(EXERCISE) With nothing omitted, transcribe the entries exactly as written.

[[ THE DATA, beginning ]]

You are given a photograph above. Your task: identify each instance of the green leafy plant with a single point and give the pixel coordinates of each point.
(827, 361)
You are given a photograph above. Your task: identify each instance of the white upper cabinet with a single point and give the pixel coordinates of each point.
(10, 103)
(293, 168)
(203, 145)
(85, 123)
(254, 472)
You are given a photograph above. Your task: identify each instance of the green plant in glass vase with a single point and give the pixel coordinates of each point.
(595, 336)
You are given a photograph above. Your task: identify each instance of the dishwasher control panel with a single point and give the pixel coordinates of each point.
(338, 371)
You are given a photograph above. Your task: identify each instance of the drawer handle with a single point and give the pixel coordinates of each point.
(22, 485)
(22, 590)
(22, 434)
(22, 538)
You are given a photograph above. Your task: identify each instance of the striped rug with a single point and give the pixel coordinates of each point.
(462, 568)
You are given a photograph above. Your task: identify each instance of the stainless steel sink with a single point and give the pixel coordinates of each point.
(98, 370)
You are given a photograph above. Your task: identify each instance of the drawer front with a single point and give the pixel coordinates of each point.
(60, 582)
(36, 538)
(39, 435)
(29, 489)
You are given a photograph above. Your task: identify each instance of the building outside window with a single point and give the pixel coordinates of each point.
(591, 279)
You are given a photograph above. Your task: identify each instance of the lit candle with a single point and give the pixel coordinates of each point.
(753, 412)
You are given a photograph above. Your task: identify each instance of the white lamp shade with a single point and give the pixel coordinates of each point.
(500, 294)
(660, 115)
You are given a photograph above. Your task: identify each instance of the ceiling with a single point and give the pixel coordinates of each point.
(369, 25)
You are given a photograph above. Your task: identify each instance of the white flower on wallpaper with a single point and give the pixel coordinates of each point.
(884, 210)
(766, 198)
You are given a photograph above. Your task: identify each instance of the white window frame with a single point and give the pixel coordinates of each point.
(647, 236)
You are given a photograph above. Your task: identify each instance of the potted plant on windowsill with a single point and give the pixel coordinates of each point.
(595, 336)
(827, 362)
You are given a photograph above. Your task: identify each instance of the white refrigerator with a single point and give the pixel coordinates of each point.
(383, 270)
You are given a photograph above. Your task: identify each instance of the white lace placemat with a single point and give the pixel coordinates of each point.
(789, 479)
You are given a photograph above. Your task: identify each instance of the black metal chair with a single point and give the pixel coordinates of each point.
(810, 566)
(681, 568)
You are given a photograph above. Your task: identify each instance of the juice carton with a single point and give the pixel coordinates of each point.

[[ THE DATA, end ]]

(FINAL ANSWER)
You are given a photograph above. Your task: identify each instance of the green leafy plant with a single point and give the pixel coordinates of each point.
(827, 361)
You are given a photograph above. Your task: identify each instance of the white upper cabinet with a single point and give the pixel coordinates of each point.
(10, 103)
(293, 168)
(203, 145)
(85, 123)
(254, 472)
You are given a photograph above. Your task: identify each instance of the green plant in glass vase with a single point and give the pixel coordinates of each point.
(595, 336)
You are given a photograph above. Your task: identify each instance of the dishwasher control panel with a single point and give the pixel coordinates of each point.
(338, 371)
You are given a photograph above. Your task: identify each instance of the drawer handle with a single point and give the pixel coordinates of each point.
(22, 485)
(22, 590)
(22, 434)
(22, 538)
You are given a photograph above. Your task: identify each instance of the striped rug with a single point and give the pixel coordinates of each point.
(462, 568)
You are given a photograph above. Your task: identify each instance of the stainless steel sink with a single point and give the pixel coordinates of each point.
(98, 370)
You are given a photograph above. Your task: identify each instance of the drawer front with a single point and give the pixel coordinates of each point.
(60, 582)
(36, 538)
(39, 435)
(29, 489)
You are given a photograph above. Your task: identify each instance of the building outside window with a single point and give the pixel coordinates of each point.
(591, 279)
You are given a photograph above. Your task: identify each instance of the lit candle with a single point and give the pixel coordinates of each point.
(753, 412)
You are given a photograph above. Your task: identify each instance of the white lamp shade with a single point and give the pixel coordinates of each point.
(500, 294)
(660, 115)
You are given a photograph above. Your task: identify each instance of the ceiling with a single point and give the pixel coordinates of each point.
(369, 25)
You are given a photograph above. Your task: identify each instance of the white flower on wallpaper with a single point and give the pixel coordinates of each point.
(884, 210)
(766, 198)
You are given a photograph above. Your task: identify each instance of the white window frame with a single point and give the pixel coordinates of each point.
(647, 236)
You are given a photograph above. Your task: identify each instance of the potted plant on windowsill with a single point and give the pixel coordinates of each point.
(595, 336)
(827, 362)
You are given a photograph above. Your task: identify each instance of the white refrigerator with a single point and give the pixel coordinates of each point.
(383, 270)
You are given a photograph above. Your task: identify each instance of the white lace placemat with a single point and give the pixel coordinates of each point.
(789, 479)
You are given a photograph above. Your task: identify each instance of the black metal chair with a single point and give the pixel coordinates of each point.
(810, 566)
(681, 568)
You are given a photograph above. Your task: identify each instance of the juice carton with a single point and give the pixel coordinates of each point.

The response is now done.